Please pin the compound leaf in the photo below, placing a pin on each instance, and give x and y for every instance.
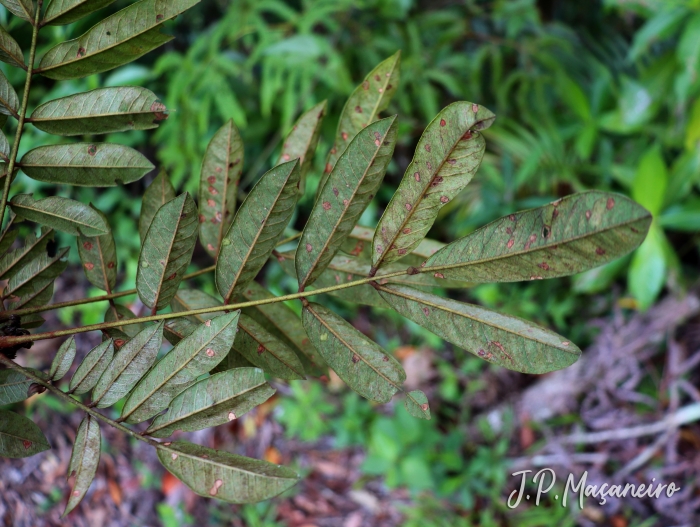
(158, 193)
(62, 12)
(128, 366)
(227, 477)
(504, 340)
(221, 171)
(98, 255)
(166, 252)
(92, 367)
(256, 229)
(571, 235)
(84, 460)
(447, 156)
(116, 40)
(362, 108)
(302, 140)
(193, 356)
(360, 362)
(351, 186)
(101, 111)
(19, 436)
(213, 401)
(63, 360)
(62, 214)
(86, 164)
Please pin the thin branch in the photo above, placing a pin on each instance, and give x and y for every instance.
(22, 112)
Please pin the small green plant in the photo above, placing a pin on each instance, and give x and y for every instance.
(223, 347)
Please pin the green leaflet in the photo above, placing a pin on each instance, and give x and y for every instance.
(10, 52)
(14, 385)
(92, 367)
(228, 477)
(286, 325)
(351, 186)
(363, 108)
(504, 340)
(63, 359)
(447, 156)
(84, 460)
(12, 262)
(62, 214)
(193, 356)
(568, 236)
(86, 164)
(32, 285)
(21, 8)
(98, 255)
(158, 193)
(166, 252)
(116, 40)
(101, 111)
(128, 366)
(9, 102)
(213, 401)
(20, 437)
(221, 171)
(261, 348)
(257, 227)
(302, 140)
(417, 404)
(62, 12)
(360, 362)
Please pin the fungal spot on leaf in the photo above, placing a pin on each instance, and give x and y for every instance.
(215, 489)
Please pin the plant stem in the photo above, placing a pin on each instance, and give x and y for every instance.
(67, 398)
(22, 112)
(6, 342)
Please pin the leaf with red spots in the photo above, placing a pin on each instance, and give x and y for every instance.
(447, 156)
(98, 255)
(116, 40)
(360, 362)
(63, 360)
(256, 229)
(101, 111)
(571, 235)
(262, 349)
(166, 251)
(504, 340)
(86, 164)
(227, 477)
(195, 355)
(62, 214)
(19, 436)
(351, 186)
(84, 460)
(302, 140)
(62, 12)
(213, 401)
(158, 193)
(92, 367)
(279, 319)
(128, 366)
(370, 98)
(218, 185)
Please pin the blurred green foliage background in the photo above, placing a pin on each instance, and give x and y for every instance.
(600, 94)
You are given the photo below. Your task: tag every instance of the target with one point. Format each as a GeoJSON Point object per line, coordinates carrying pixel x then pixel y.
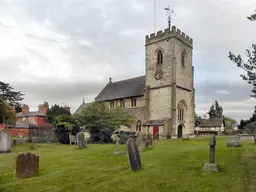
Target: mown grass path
{"type": "Point", "coordinates": [171, 165]}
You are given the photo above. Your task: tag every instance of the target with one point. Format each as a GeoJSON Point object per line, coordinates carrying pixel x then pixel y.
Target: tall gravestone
{"type": "Point", "coordinates": [139, 140]}
{"type": "Point", "coordinates": [133, 155]}
{"type": "Point", "coordinates": [116, 138]}
{"type": "Point", "coordinates": [27, 165]}
{"type": "Point", "coordinates": [5, 141]}
{"type": "Point", "coordinates": [211, 166]}
{"type": "Point", "coordinates": [80, 140]}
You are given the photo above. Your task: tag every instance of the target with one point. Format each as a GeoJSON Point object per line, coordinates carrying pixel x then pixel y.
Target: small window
{"type": "Point", "coordinates": [159, 57]}
{"type": "Point", "coordinates": [183, 58]}
{"type": "Point", "coordinates": [122, 103]}
{"type": "Point", "coordinates": [112, 104]}
{"type": "Point", "coordinates": [133, 100]}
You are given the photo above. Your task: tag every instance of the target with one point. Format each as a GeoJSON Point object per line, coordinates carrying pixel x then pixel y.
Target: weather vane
{"type": "Point", "coordinates": [169, 11]}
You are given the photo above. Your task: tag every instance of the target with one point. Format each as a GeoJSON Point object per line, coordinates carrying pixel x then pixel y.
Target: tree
{"type": "Point", "coordinates": [7, 116]}
{"type": "Point", "coordinates": [65, 125]}
{"type": "Point", "coordinates": [54, 112]}
{"type": "Point", "coordinates": [229, 122]}
{"type": "Point", "coordinates": [216, 110]}
{"type": "Point", "coordinates": [248, 65]}
{"type": "Point", "coordinates": [102, 121]}
{"type": "Point", "coordinates": [11, 97]}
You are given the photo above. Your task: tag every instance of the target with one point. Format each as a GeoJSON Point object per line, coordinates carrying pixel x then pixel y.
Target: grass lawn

**What to do:** The answer is the entries above, given again exactly, with no pictures among them.

**Answer for the task:**
Please pin the compound leaf in the photo below, placing a pin on each instance, and give x and y for every instance.
(158, 193)
(62, 12)
(128, 366)
(227, 477)
(504, 340)
(221, 171)
(98, 255)
(166, 252)
(92, 367)
(256, 229)
(571, 235)
(84, 460)
(447, 156)
(116, 40)
(362, 108)
(302, 140)
(193, 356)
(360, 362)
(351, 186)
(101, 111)
(19, 436)
(213, 401)
(63, 360)
(62, 214)
(86, 164)
Please pin the thin branch in the photo above, placing a pin on each instance, and give x and y for every instance.
(22, 112)
Please pin the small green plant in the photo above, placing a pin on each instance, and give x and y for every instance.
(223, 347)
Please pin the green leaflet in the photo above, placing a pin on each instance, and give x and y for every instance.
(10, 52)
(14, 385)
(92, 367)
(228, 477)
(286, 325)
(351, 186)
(363, 108)
(504, 340)
(63, 359)
(447, 156)
(84, 460)
(12, 262)
(62, 214)
(193, 356)
(568, 236)
(86, 164)
(32, 285)
(21, 8)
(98, 255)
(158, 193)
(166, 252)
(116, 40)
(101, 111)
(128, 366)
(9, 102)
(213, 401)
(20, 437)
(221, 171)
(261, 348)
(257, 227)
(302, 140)
(417, 404)
(62, 12)
(360, 362)
Please pin the fungal spot on leaf in the photo above, placing a pin on each instance, and give x and y for every instance.
(215, 489)
Please pin the plant stem in the photo above, placing a pin on each instance, and give x and y for every instance.
(67, 398)
(22, 112)
(6, 342)
Please pin the leaf with red spots in the photo above, placing a pin on each instance, and give x and y for every instance.
(447, 156)
(98, 255)
(116, 40)
(360, 362)
(63, 360)
(256, 229)
(101, 111)
(571, 235)
(262, 349)
(166, 251)
(504, 340)
(86, 164)
(227, 477)
(195, 355)
(62, 214)
(19, 436)
(351, 186)
(84, 460)
(302, 140)
(62, 12)
(213, 401)
(158, 193)
(92, 367)
(279, 319)
(128, 366)
(370, 98)
(218, 185)
Please pin the blurred green foliage background in the photo above, placing a pin on each instance, and give x and y for every instance.
(600, 94)
You are given the photo below. Your task: tag every instance of the target with one point. Format each as a GeoJSON Point object per line, coordinates carrying pixel x then pixel y.
Target: mown grass path
{"type": "Point", "coordinates": [171, 165]}
You are given the photo above. Your task: tag every instance of the target with one point. Format each as a GeoJSON Point object per line, coordinates carrying pixel x then pixel y.
Target: tall gravestone
{"type": "Point", "coordinates": [139, 140]}
{"type": "Point", "coordinates": [133, 155]}
{"type": "Point", "coordinates": [116, 138]}
{"type": "Point", "coordinates": [27, 165]}
{"type": "Point", "coordinates": [5, 141]}
{"type": "Point", "coordinates": [211, 166]}
{"type": "Point", "coordinates": [80, 140]}
You are given the photo above. Your task: tag every instance of the target with one point. Format each as a GeoJSON Point object per line, coordinates carrying pixel x then pixel y.
Target: small window
{"type": "Point", "coordinates": [159, 57]}
{"type": "Point", "coordinates": [183, 58]}
{"type": "Point", "coordinates": [122, 103]}
{"type": "Point", "coordinates": [112, 104]}
{"type": "Point", "coordinates": [133, 100]}
You are given the photo above. Your task: tag every instance of the target with one point. Format each as a GeoJSON Point object per line, coordinates carrying pixel x then pixel y.
Target: weather vane
{"type": "Point", "coordinates": [169, 11]}
You are given the photo above. Your task: tag every instance of the target with one point. Format each as a GeoJSON Point object per line, coordinates carrying pixel x then pixel y.
Target: tree
{"type": "Point", "coordinates": [7, 116]}
{"type": "Point", "coordinates": [65, 125]}
{"type": "Point", "coordinates": [54, 112]}
{"type": "Point", "coordinates": [229, 122]}
{"type": "Point", "coordinates": [216, 110]}
{"type": "Point", "coordinates": [248, 65]}
{"type": "Point", "coordinates": [102, 121]}
{"type": "Point", "coordinates": [11, 97]}
You are given the photo above. Your task: tag every instance of the target with one point. Format each as a GeoJSON Point object per line, coordinates carrying pixel x then pixel y.
Target: grass lawn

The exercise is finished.